### Provided text
>>>>
Challenges we ran into

  • ScreenCaptureKit + transparent overlays. Making Nora never see its own UI required sharingType = .none on every overlay window — a flag that's barely documented and silently ignored if you set it on the wrong window class.
  • Self-signed code signing. Without a stable signing identity, every rebuild re-prompts Accessibility + Screen Recording. We shipped a "Nora Local Signing" cert in the login keychain so TCC grants survive incremental builds.
  • Composio's attachment protocol isn't in the public REST docs. The 3-step presigned-URL flow (request → PUT to S3 → reference s3key in the action body) only shows up in /api/v3/openapi.json. Reading the spec was faster than waiting on docs.
  • Backboard's chat() silently returned base-model answers until we sent memory: "Auto" alongside assistant_id. The default is "off". One line of payload, an hour of confusion.
  • Per-tick SQLite write on the @MainActor hot path was blocking Coach for the duration of every disk write. Paragon's audit caught it; the fix was a single utility-priority Task.detached.
<<<<
### Dataset
>>>>
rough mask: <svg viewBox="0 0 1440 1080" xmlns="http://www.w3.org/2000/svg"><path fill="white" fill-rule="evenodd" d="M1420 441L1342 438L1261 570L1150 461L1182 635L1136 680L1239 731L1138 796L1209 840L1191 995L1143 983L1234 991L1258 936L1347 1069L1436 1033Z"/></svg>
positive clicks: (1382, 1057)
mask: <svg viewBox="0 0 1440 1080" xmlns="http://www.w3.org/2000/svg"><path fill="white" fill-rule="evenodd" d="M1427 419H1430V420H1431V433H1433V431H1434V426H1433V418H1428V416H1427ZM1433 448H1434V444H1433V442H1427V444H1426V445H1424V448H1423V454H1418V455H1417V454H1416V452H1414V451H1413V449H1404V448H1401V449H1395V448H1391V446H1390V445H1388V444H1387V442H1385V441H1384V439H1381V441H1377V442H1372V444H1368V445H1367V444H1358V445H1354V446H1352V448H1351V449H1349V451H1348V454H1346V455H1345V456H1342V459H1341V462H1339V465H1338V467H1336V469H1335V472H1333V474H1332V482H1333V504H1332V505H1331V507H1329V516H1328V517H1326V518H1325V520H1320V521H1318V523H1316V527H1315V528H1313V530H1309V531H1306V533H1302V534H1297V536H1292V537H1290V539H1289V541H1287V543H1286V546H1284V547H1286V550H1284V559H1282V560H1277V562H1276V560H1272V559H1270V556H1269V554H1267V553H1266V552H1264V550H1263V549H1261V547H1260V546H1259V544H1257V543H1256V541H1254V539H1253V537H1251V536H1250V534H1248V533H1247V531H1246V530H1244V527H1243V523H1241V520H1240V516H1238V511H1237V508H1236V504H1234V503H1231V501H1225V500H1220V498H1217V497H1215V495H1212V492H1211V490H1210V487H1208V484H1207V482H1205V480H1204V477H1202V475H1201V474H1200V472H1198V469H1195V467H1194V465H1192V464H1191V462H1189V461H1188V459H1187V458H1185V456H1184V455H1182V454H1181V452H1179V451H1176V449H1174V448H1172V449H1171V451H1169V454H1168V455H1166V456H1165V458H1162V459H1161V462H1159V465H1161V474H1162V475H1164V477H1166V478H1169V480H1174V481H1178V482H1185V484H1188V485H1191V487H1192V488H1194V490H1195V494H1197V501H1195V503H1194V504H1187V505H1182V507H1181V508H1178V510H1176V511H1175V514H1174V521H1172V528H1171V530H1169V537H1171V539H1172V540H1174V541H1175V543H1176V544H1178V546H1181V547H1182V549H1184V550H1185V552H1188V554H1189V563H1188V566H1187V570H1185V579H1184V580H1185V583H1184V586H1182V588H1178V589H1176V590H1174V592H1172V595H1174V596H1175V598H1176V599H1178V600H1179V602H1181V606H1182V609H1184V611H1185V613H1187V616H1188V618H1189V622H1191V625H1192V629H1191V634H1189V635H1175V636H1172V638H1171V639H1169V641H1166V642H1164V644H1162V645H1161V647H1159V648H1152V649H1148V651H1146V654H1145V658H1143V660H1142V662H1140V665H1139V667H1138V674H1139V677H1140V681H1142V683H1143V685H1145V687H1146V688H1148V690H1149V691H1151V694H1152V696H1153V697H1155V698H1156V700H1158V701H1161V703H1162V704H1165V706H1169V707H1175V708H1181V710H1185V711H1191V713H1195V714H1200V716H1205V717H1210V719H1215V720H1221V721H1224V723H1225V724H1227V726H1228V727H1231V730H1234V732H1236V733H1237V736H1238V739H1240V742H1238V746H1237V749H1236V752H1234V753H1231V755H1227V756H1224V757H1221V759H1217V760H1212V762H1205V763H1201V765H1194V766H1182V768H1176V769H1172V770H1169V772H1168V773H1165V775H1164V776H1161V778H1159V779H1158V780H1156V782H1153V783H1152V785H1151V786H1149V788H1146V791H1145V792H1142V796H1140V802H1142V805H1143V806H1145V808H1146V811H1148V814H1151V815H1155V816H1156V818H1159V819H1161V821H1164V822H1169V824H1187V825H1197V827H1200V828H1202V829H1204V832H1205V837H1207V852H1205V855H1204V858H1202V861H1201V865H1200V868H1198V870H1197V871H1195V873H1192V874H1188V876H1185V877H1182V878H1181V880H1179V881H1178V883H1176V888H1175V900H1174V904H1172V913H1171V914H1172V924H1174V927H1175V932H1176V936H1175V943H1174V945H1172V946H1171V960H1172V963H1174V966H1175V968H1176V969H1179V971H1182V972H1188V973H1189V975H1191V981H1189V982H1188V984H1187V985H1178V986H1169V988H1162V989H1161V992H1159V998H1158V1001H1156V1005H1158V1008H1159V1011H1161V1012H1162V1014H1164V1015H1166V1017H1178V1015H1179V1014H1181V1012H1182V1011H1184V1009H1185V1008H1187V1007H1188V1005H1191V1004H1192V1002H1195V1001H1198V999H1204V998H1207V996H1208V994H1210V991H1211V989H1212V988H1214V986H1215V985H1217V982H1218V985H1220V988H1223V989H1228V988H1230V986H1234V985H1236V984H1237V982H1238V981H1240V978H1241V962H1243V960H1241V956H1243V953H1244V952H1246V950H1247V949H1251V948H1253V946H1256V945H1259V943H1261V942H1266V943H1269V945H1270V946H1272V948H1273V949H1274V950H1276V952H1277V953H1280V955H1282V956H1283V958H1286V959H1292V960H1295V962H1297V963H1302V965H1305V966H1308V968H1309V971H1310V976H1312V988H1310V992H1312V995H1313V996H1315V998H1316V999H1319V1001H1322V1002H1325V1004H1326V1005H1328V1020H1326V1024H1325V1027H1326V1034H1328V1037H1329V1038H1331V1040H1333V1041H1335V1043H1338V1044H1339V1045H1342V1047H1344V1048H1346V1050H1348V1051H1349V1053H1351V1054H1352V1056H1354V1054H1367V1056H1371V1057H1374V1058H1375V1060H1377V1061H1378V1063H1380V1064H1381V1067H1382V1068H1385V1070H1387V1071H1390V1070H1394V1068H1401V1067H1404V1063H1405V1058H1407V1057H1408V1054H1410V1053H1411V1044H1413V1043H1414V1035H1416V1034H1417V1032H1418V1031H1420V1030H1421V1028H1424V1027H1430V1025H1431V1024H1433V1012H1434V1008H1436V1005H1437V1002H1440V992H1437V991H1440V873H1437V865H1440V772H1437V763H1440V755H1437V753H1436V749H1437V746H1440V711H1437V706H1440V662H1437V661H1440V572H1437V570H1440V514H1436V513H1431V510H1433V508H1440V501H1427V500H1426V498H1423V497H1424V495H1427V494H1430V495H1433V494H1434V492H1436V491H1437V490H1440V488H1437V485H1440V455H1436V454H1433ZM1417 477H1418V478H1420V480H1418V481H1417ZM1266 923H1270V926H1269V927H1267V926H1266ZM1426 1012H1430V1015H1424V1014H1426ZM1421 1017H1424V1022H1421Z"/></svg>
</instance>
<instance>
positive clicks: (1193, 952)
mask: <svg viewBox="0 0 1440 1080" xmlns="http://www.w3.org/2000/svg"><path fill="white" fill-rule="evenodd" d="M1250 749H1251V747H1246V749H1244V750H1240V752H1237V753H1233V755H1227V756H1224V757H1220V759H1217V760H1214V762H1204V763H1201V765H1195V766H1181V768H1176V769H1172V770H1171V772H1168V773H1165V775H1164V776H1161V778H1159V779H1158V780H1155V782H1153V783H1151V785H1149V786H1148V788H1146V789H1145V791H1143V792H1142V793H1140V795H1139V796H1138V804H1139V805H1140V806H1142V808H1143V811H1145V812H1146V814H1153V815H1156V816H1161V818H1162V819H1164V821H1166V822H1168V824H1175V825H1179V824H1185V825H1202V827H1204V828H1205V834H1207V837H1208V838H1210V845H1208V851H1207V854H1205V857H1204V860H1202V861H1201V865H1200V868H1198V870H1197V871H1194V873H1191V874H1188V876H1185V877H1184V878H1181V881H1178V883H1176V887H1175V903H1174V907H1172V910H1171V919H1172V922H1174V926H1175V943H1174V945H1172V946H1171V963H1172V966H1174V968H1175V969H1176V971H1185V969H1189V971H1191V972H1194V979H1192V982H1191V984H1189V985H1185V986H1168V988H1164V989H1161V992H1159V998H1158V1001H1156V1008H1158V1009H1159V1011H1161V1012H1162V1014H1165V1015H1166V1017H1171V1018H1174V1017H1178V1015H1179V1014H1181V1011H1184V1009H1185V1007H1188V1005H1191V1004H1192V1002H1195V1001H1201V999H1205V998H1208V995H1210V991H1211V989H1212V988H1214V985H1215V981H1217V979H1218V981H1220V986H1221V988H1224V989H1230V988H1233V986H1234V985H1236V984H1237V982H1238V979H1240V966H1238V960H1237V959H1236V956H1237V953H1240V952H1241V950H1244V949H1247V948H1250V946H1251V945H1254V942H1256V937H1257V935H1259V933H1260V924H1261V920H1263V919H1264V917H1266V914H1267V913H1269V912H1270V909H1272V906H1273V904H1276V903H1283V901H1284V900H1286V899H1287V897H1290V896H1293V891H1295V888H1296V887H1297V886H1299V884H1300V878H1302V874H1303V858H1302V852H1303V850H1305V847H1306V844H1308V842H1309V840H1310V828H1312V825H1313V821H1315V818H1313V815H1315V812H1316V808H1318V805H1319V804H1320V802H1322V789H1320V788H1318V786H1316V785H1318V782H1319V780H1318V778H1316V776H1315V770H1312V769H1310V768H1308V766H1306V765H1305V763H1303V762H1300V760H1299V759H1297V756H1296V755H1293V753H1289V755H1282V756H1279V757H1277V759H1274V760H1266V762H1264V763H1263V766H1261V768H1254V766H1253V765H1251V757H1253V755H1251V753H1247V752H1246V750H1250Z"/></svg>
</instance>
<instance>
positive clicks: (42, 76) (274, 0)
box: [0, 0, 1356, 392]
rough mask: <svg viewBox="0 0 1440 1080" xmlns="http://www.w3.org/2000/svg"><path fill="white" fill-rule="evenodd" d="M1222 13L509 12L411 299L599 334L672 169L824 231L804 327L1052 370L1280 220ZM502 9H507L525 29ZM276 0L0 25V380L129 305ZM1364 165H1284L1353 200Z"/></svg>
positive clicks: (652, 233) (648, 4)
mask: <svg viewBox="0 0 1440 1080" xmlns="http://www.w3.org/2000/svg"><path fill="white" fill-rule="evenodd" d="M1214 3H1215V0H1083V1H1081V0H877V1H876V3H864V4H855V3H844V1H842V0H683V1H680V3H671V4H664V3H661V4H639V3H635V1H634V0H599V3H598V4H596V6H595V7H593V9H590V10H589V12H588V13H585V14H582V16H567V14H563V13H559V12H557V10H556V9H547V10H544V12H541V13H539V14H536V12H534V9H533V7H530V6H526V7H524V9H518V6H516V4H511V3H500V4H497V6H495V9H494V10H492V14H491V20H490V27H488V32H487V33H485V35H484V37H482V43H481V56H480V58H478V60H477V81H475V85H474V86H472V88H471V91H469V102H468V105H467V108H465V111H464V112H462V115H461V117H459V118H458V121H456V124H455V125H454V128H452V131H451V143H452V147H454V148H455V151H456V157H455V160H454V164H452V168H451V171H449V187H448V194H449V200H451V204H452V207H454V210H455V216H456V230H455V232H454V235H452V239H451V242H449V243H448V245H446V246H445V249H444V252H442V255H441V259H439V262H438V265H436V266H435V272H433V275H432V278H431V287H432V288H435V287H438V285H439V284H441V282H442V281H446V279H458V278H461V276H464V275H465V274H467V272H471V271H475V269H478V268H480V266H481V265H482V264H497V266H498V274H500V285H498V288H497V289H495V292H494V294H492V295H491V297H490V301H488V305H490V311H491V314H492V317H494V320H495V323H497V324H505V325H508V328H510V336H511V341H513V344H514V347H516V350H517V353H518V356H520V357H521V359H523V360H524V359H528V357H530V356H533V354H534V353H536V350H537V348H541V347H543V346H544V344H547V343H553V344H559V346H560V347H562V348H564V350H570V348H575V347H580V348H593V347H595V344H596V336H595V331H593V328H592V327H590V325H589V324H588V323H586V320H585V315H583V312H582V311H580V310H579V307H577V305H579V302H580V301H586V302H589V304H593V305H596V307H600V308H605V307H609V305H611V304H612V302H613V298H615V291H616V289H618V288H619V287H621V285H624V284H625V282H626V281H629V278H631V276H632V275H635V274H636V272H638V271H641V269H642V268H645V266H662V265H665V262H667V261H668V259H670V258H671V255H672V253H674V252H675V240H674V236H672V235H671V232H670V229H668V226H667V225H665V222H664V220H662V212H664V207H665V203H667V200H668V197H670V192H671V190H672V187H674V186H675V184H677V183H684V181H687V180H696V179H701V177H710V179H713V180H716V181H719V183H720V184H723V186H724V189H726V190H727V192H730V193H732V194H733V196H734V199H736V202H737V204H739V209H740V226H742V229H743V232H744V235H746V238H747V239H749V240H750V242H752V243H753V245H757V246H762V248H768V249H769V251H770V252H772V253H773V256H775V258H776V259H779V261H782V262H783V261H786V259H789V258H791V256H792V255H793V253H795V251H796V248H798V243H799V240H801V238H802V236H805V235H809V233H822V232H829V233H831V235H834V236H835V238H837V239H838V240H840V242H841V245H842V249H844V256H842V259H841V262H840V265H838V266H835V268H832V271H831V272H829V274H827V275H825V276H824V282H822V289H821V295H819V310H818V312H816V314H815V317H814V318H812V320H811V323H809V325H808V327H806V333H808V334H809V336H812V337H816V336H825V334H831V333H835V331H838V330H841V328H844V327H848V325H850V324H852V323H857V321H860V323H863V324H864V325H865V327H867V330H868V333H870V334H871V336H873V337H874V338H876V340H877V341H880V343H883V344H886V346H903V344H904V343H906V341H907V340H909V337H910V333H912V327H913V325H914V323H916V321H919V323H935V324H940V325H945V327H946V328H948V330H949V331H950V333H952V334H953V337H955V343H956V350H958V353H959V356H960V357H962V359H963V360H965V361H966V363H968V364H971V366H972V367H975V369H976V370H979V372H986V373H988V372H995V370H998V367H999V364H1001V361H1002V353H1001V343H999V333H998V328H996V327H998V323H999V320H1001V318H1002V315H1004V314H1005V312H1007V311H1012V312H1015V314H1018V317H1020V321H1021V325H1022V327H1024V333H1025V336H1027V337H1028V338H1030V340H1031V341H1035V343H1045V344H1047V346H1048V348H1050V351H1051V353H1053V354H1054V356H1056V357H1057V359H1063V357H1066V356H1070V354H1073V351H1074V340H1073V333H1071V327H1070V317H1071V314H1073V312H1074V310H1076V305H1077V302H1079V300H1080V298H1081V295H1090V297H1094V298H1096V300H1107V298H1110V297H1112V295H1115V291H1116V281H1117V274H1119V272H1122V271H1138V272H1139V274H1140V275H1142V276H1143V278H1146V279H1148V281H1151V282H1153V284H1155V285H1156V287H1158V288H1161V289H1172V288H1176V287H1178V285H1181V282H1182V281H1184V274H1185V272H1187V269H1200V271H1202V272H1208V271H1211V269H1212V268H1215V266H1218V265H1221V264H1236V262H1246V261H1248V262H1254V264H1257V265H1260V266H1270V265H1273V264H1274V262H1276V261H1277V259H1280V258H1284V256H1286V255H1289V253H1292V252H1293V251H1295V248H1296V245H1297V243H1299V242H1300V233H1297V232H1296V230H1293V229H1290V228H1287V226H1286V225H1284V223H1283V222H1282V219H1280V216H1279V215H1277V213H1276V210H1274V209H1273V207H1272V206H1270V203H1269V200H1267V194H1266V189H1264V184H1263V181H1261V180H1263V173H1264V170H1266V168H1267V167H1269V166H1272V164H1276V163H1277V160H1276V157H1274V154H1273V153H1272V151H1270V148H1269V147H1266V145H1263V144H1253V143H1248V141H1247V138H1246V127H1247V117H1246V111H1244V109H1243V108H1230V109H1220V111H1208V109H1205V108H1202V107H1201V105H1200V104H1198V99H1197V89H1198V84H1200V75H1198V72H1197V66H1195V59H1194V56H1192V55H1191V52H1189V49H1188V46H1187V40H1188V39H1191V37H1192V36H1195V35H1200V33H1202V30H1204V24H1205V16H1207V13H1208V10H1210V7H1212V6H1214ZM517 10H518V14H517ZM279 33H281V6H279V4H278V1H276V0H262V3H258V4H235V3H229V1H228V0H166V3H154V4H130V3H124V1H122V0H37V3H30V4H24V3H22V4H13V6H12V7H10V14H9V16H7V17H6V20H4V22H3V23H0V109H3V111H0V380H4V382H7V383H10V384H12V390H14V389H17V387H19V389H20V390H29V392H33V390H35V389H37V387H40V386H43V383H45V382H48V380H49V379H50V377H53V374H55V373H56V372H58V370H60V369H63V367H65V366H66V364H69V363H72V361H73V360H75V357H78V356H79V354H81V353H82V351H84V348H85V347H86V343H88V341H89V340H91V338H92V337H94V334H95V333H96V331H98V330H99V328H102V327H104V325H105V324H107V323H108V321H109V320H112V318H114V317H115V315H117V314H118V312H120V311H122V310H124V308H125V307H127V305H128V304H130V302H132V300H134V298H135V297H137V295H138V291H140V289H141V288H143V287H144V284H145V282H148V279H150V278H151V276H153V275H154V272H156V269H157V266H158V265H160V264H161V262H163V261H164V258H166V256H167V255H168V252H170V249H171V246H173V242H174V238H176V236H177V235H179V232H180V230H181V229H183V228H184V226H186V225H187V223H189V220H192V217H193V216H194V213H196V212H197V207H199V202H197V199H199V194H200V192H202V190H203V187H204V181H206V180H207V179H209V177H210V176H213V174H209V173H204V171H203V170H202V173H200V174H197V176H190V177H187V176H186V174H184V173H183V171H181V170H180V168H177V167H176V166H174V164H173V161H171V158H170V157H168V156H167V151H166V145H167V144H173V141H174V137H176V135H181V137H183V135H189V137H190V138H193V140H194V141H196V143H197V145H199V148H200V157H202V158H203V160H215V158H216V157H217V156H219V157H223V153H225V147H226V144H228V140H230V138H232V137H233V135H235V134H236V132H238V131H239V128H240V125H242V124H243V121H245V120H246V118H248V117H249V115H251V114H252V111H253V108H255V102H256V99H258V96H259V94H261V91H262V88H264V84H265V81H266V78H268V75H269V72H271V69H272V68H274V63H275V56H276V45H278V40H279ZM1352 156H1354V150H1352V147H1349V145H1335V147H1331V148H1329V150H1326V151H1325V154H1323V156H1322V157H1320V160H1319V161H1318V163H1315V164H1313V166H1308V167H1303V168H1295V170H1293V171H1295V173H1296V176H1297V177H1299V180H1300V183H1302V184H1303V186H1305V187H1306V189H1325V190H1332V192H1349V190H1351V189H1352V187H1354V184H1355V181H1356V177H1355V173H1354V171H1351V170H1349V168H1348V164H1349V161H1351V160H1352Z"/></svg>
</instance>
<<<<
### Activities
A. Do these statements agree with the challenges section? (i) Backboard's chat() has memory set to "Auto" by default. (ii) The three-step presigned-URL flow for Composio attachments appears only in /api/v3/openapi.json. (iii) Paragon's audit caught the SQLite write that was blocking Coach. For each, answer yes or no and quote the deciding words of the text.
B. Reproduce the portion of the challenges section starting at "Challenges we ran" and ending at "survive incremental builds.".

### Solutions below
A.
(i) No: “The default is "off".”
(ii) Yes: “only shows up in /api/v3/openapi.json”
(iii) Yes: “Paragon's audit caught it”

B.
Challenges we ran into

  • ScreenCaptureKit + transparent overlays. Making Nora never see its own UI required sharingType = .none on every overlay window — a flag that's barely documented and silently ignored if you set it on the wrong window class.
  • Self-signed code signing. Without a stable signing identity, every rebuild re-prompts Accessibility + Screen Recording. We shipped a "Nora Local Signing" cert in the login keychain so TCC grants survive incremental builds.